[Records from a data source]
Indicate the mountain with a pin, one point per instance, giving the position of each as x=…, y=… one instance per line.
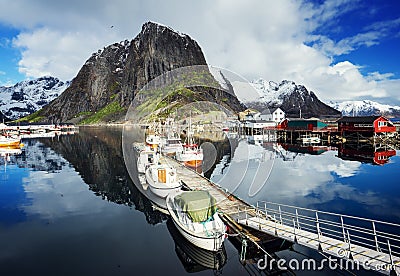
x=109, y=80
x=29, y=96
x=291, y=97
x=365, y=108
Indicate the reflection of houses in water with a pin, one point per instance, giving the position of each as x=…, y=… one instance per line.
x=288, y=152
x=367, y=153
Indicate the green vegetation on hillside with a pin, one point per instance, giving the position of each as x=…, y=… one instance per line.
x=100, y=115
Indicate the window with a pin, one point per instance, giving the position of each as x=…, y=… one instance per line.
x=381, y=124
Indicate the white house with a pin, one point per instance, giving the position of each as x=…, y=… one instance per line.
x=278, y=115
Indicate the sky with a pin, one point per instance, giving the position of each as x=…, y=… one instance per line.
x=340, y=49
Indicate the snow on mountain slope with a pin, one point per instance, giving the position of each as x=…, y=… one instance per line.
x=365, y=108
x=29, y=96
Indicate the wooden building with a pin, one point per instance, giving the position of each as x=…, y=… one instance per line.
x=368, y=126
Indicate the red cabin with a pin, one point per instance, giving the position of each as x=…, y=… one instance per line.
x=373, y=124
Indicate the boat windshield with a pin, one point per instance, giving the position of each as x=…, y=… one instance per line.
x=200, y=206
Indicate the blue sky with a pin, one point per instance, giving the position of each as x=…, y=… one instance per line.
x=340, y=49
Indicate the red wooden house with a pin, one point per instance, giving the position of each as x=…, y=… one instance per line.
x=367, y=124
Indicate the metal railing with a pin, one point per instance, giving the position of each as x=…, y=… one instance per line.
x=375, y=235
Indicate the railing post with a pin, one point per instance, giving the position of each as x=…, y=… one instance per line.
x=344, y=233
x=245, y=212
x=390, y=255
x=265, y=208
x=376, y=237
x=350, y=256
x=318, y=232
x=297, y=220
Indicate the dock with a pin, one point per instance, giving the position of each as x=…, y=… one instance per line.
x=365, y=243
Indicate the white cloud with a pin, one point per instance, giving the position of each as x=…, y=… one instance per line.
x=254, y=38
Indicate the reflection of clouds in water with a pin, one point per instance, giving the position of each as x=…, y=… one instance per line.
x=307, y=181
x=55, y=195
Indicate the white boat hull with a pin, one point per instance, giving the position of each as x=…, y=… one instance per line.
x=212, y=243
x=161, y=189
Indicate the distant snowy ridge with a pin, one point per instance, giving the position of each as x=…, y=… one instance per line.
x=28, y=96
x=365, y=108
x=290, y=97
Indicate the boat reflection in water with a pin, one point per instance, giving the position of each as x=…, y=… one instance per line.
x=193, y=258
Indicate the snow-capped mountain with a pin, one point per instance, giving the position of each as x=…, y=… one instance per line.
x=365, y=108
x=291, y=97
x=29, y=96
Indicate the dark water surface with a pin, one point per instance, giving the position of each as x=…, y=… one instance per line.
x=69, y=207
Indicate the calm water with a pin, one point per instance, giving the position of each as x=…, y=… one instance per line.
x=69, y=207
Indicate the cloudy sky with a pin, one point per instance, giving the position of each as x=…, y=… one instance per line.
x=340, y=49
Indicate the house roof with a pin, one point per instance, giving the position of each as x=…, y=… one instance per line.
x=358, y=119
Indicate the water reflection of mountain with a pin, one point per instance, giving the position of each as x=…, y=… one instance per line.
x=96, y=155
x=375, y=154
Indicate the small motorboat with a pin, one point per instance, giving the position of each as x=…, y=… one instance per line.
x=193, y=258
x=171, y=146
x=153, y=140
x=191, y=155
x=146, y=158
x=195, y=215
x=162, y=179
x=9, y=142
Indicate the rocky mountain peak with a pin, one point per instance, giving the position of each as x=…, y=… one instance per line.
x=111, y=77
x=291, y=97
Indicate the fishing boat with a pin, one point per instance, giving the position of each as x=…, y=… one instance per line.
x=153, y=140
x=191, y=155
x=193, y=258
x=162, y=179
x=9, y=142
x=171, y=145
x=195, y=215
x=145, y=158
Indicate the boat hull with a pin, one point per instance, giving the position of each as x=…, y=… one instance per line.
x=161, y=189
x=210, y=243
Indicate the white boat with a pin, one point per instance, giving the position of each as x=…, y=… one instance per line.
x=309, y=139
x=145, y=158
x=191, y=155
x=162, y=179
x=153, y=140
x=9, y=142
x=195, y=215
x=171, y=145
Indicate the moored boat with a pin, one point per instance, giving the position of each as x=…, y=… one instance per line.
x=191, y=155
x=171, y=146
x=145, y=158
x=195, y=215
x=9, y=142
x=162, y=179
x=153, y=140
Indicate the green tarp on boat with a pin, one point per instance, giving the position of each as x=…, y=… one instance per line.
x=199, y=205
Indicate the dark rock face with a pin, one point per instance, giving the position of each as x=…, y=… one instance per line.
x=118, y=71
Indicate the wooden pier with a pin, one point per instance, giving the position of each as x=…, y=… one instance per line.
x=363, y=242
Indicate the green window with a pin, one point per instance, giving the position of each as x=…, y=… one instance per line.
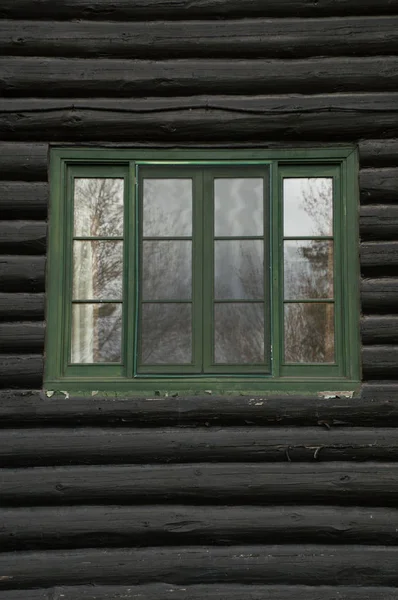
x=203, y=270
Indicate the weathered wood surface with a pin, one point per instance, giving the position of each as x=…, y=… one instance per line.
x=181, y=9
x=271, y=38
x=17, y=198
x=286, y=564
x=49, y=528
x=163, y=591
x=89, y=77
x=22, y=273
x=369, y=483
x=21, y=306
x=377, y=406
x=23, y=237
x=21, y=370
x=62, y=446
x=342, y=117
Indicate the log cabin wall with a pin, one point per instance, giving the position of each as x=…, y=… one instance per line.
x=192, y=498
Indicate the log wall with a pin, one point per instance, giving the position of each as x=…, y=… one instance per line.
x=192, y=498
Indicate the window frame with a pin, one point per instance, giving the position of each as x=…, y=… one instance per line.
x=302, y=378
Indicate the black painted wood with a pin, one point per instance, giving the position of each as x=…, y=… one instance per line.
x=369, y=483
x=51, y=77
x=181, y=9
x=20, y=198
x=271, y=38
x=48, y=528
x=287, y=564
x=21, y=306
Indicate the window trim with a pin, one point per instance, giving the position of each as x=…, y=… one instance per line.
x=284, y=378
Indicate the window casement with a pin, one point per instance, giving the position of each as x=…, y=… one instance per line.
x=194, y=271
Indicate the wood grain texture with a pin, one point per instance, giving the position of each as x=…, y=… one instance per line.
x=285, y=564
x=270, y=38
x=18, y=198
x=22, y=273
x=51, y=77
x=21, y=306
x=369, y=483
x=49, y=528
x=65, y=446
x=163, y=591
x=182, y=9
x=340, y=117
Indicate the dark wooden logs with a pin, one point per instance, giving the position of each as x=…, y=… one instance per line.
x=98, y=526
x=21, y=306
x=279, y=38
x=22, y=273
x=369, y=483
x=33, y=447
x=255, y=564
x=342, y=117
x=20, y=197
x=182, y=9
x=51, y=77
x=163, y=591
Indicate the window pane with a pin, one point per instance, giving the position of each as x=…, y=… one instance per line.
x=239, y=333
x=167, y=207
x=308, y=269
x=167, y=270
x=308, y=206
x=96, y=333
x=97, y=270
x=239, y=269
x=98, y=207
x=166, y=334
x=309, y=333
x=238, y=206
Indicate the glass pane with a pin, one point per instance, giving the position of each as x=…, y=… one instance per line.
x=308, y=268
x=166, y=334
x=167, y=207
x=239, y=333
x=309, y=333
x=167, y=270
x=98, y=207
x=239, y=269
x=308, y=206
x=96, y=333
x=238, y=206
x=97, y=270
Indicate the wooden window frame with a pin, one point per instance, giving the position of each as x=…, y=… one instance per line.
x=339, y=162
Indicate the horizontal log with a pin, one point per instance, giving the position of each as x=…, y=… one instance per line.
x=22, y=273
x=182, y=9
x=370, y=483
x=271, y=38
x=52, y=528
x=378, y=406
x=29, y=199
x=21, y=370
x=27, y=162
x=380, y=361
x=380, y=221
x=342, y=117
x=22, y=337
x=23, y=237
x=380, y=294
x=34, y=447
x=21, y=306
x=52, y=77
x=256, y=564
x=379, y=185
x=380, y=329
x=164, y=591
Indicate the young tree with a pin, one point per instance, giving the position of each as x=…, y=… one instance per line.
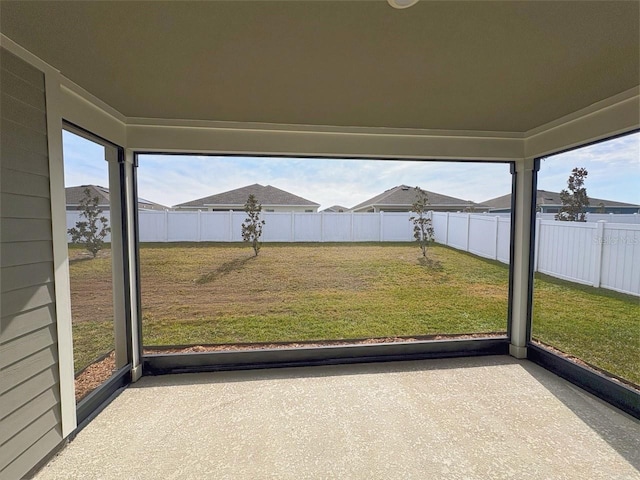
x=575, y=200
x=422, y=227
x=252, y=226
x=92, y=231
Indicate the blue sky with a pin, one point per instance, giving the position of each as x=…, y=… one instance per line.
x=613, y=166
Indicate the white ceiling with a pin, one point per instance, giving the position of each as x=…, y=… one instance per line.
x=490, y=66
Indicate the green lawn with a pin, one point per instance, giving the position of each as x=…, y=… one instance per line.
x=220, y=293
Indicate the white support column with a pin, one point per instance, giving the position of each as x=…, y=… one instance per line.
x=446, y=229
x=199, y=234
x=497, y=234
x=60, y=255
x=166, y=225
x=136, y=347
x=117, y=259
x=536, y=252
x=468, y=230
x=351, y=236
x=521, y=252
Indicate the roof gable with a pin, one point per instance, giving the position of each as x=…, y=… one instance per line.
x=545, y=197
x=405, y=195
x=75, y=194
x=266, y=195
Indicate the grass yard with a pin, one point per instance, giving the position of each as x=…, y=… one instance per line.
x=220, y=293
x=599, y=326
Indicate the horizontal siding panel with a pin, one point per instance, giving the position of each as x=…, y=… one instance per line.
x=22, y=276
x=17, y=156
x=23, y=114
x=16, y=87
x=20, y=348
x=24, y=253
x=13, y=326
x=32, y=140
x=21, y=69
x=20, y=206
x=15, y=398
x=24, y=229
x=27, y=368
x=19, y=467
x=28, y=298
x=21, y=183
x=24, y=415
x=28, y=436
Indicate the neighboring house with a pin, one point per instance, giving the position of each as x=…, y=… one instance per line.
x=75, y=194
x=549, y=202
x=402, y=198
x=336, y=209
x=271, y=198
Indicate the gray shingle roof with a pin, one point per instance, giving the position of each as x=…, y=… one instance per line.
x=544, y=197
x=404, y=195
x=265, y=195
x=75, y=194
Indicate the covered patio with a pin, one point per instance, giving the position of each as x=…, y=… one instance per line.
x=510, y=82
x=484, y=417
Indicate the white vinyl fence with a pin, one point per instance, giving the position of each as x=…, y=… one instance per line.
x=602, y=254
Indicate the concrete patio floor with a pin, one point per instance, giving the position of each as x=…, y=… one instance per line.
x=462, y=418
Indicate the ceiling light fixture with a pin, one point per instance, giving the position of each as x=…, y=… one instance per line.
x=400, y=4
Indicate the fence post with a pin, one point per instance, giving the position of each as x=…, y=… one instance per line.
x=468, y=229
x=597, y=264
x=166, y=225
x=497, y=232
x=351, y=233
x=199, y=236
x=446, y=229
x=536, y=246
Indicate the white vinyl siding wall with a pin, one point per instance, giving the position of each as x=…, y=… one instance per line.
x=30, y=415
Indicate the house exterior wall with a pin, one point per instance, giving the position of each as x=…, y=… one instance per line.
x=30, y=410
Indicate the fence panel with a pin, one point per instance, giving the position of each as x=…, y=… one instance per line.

• **Aim of the exercise**:
Repeat exactly, and only, the lines of the records above, starting with the line that contains "Indicate the horizontal siding" and ending with the final line, both included.

• **Correct answer**:
Indicate the horizontal siding panel with a pin, one point per instance, giving the position of each as x=…, y=… one instance per line.
x=22, y=276
x=17, y=156
x=23, y=114
x=16, y=87
x=20, y=348
x=24, y=253
x=13, y=326
x=32, y=140
x=21, y=69
x=20, y=206
x=15, y=398
x=24, y=229
x=27, y=368
x=19, y=467
x=28, y=298
x=21, y=183
x=24, y=415
x=28, y=436
Indicate the neighboring house with a pin, one point per instance, giving the position of each as x=…, y=… one instance per line.
x=75, y=194
x=549, y=202
x=402, y=198
x=336, y=209
x=271, y=198
Indicate the gray shingle roof with a pin, one point per instance, giving the position of each as x=…, y=… one instance per line.
x=544, y=197
x=404, y=195
x=265, y=195
x=75, y=194
Indicate the covered patio with a pin, one point per instance, giving the position of each as x=…, y=… one instance per line.
x=510, y=82
x=484, y=417
Indicate the white vinyl fence with a pin, one point per instance, giving the position of each as x=…, y=… one instance per line.
x=602, y=254
Indicate the concrete patio floor with a pin, one point per instance, giving the position of each as x=…, y=… one instance per line.
x=462, y=418
Indicate the ceiling light fixture with a pin, one point per instance, giving the position of each as x=…, y=… one instance per line.
x=400, y=4
Indicate the fence post with a pin, one point per instance, giving the position of each as x=…, y=… one instance per line.
x=468, y=229
x=597, y=264
x=166, y=225
x=497, y=232
x=351, y=233
x=199, y=236
x=446, y=229
x=536, y=246
Indicate the white vinyl siding wall with a pin, one point per instance, giving the position of each as x=…, y=… one instance per line.
x=30, y=415
Indicate the house exterior wall with a pin, one point per instance, giving the position of each as x=…, y=… one instance per line.
x=30, y=410
Indicate the fence panel with a pin, one point per instance, giving the position of each as x=…, y=… one instance per line.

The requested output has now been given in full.